* **Supplied entries**
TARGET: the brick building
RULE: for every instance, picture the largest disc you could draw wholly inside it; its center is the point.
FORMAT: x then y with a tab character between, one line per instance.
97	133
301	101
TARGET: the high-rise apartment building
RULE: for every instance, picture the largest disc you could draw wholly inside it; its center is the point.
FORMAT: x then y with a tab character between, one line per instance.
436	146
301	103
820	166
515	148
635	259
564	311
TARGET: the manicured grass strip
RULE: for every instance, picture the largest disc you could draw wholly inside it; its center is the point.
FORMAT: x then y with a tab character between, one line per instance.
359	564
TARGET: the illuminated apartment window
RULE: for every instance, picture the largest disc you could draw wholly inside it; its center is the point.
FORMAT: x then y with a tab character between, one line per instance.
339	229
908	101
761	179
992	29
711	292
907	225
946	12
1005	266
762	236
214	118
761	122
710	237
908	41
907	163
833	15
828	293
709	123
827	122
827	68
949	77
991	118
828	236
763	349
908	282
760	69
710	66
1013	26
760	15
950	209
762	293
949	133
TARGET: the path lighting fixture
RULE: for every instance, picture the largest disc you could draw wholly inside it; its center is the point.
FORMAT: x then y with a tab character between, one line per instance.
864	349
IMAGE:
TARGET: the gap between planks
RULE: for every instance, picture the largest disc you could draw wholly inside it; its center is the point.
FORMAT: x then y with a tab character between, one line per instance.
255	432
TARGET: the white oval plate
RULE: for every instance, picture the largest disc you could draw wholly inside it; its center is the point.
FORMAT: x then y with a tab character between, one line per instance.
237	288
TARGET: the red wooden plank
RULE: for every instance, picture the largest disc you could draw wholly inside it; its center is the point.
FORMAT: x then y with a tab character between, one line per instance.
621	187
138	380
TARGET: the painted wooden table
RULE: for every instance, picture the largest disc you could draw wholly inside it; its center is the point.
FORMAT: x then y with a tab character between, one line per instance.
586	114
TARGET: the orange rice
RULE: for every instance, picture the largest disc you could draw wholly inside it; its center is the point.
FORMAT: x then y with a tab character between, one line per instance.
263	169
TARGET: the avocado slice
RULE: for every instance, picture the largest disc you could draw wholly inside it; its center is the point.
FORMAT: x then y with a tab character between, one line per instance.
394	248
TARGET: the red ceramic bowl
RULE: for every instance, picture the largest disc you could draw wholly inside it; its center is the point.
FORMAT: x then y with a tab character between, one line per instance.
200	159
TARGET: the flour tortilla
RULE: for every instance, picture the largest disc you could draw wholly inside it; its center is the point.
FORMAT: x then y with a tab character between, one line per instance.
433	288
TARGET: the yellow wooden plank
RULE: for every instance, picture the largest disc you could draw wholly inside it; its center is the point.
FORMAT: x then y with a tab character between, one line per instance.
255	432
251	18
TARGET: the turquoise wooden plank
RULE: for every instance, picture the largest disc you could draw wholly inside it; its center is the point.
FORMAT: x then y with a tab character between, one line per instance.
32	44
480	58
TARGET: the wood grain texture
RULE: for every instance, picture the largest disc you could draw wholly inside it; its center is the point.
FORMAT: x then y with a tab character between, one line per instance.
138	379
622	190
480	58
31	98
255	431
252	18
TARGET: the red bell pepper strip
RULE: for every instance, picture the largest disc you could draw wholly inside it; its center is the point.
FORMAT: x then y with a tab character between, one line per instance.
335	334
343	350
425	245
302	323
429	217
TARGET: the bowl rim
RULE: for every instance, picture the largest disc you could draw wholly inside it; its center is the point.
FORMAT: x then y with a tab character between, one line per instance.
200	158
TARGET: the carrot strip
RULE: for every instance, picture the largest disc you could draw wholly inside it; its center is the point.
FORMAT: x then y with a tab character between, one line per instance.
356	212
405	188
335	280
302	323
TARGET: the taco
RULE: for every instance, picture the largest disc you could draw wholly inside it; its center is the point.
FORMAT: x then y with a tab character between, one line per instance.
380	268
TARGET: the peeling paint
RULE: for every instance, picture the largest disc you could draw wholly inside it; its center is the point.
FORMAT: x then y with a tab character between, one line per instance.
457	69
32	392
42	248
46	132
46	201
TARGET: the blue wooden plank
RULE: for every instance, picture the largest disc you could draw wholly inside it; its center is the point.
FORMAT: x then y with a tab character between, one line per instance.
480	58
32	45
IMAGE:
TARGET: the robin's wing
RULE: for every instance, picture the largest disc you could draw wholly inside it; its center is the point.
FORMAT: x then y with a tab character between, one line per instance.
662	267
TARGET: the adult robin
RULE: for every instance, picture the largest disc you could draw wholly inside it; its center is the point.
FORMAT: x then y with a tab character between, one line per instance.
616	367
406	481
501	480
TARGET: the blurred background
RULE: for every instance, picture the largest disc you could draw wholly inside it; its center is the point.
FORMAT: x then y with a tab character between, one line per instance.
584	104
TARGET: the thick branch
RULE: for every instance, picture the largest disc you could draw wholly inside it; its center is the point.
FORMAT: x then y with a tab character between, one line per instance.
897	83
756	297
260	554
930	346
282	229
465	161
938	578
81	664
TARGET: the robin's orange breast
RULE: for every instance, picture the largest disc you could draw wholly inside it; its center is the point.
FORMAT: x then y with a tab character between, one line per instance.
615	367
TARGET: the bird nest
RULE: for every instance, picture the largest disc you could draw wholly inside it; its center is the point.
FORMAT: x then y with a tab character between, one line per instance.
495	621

* **Required work**
Send back each record exactly as it stands.

* **Full output**
TARGET: the brick building
RULE: for every instance, picture the largest disc you could draw wholly inside it; its center is the point.
FORMAT: x then y with a tab character between, one line per instance.
97	133
301	101
TARGET: the high-rise apartment building
RULE: for every instance, picture the largest disc you could draw wholly inside it; its center is the point.
FORMAT: x then y with a tab character between, one line per instance.
436	146
301	103
820	166
515	148
635	259
564	311
TARGET: the manicured grass strip
RULE: for every instance, picture the largest disc you could draw wholly inside it; its center is the point.
FORMAT: x then y with a tab character between, one line per instance.
359	564
TARGET: the illuminated apartment window
RULE: for every instance, picture the largest disc you could draw wholly inside it; its center is the point.
FORMAT: x then y with a tab character between, one line per instance.
339	229
908	101
761	179
992	29
711	292
907	225
946	12
1005	266
762	236
214	118
761	122
710	237
908	41
907	163
833	15
828	293
709	123
827	122
827	68
949	77
991	118
828	236
763	349
908	282
760	69
710	66
1013	26
760	15
950	209
762	293
949	133
TARGET: the path lighting fixture
RULE: for every instance, picture the largest disc you could draw wholly inside it; its center is the point.
FORMAT: x then y with a tab character between, one line per instance.
864	349
IMAGE:
TARGET: the gap between planks
RULE: for every instance, picture the largest disc you could draw wholly inside it; its center is the point.
FORMAT: x then y with a tab character between, one line per instance.
255	432
TARGET: the white oval plate
RULE: for every instance, picture the largest disc you could draw wholly inside it; its center is the point.
FORMAT: x then y with a tab character between, one line per instance.
237	288
TARGET: the red wooden plank
RULE: for every instance, picture the largest disc you could draw wholly inside it; its center is the point.
FORMAT: x then y with a tab character between, one line per instance.
621	187
138	380
TARGET: the painted wooden table
RULE: for every instance, picture the largest disc you could draw wholly inside it; its center is the point.
FORMAT: x then y with a tab character between, one line per instance.
586	114
TARGET: the orange rice
RULE: for every instance, picture the largest disc you could draw wholly inside it; its center is the point.
FORMAT: x then y with a tab character between, one line per instance.
263	169
TARGET: the avocado slice
RULE: for every instance, picture the largest disc you could draw wholly inside it; its center is the point.
FORMAT: x then y with a tab character between, one line per instance.
394	248
TARGET: the red ceramic bowl
RULE: for every instance, picture the largest disc you could draw wholly inside it; its center is the point.
FORMAT: x then y with a tab character between, one line per instance.
200	159
TARGET: the flour tortilla
RULE: for every instance, picture the largest disc you could draw wholly inside it; its center is the point.
FORMAT: x then y with a tab character between, one line per instance.
433	288
TARGET: the yellow wooden plank
RULE: for every instance, picture the largest disc you could draw wholly inside it; its center is the point.
FORMAT: x then y with a tab character between, one line per instance.
255	432
251	18
TARGET: the turquoise wooden plank
RULE: for every instance, picture the largest disc you could draw wholly inside it; its center is the point.
FORMAT: x then y with a tab character between, one line per instance.
32	44
480	58
TARGET: the wood grain texture
RULE: for every instance, picture the largest disc you could draw wholly inside it; its center is the point.
FORMAT: x then y with a tab character between, one line per instance.
138	379
622	190
480	58
31	98
255	431
252	18
TARGET: the red bell pepper strip
RULE: for every instance, picture the largest disc you could draw wholly inside it; its center is the point.
FORMAT: x then y with a tab character between, one line per instance.
335	334
343	350
425	245
302	323
429	217
TARGET: the bowl rim
RULE: for every instance, picture the largest disc you could draw wholly inside it; its center is the point.
FORMAT: x then y with a tab character between, one line per instance.
200	158
TARGET: the carrot strip
RULE: for every instance, picture the largest disc you could draw wholly inside it; its center is the point.
FORMAT: x then y with a tab character between, one line per instance.
356	212
405	188
335	280
302	323
TARGET: the taco
RULE: for every instance, picture the largest disc you could draw wholly inside it; its center is the point.
FORMAT: x then y with a tab character between, one line per instance.
380	268
TARGET: the peeling paint
RULE: for every instance, picture the largest disc you could draw wholly inside it; its center is the point.
FORMAT: x then y with a tab character between, one line per instance.
457	69
32	392
42	248
46	132
46	201
TARGET: the blue wooden plank
RULE: for every instance, picture the largest disc you could draw wholly inside it; its center is the point.
FORMAT: x then y with a tab character between, one line per instance.
480	58
32	45
IMAGE:
TARGET: the robin's wing
RULE: for every instance, picture the largest disc you could draw wholly inside it; its center is the point.
FORMAT: x then y with a tab character between, one line per instance.
662	267
TARGET: the adult robin
RULE: for every instance, picture the largest disc you could draw wholly inside it; its center is the point.
FORMAT: x then y with a tab character between, one line per instance.
616	367
406	481
501	480
TARGET: the blurred background
RULE: for every instance, picture the largest disc you could draw wholly inside it; its center is the point.
FORMAT: x then y with a tab character between, one line per instance.
584	104
TARGET: the thick branch
RULE: for every instance, picture the largest disc you could draw wholly inside it; its center is the point.
FORMAT: x then y with a tab character between, one line per instance.
897	83
756	297
260	554
930	346
282	229
465	161
938	578
81	664
TARGET: the robin's orange breast
RULE: for every instance, picture the largest disc you could draw wholly inside it; its center is the point.
FORMAT: x then y with a tab character between, one line per instance.
615	367
TARGET: the bird nest
RULE: for every instance, picture the largest disc you could draw wholly inside it; its center is the point.
FORMAT: x then y with a tab character between, one line per instance.
495	621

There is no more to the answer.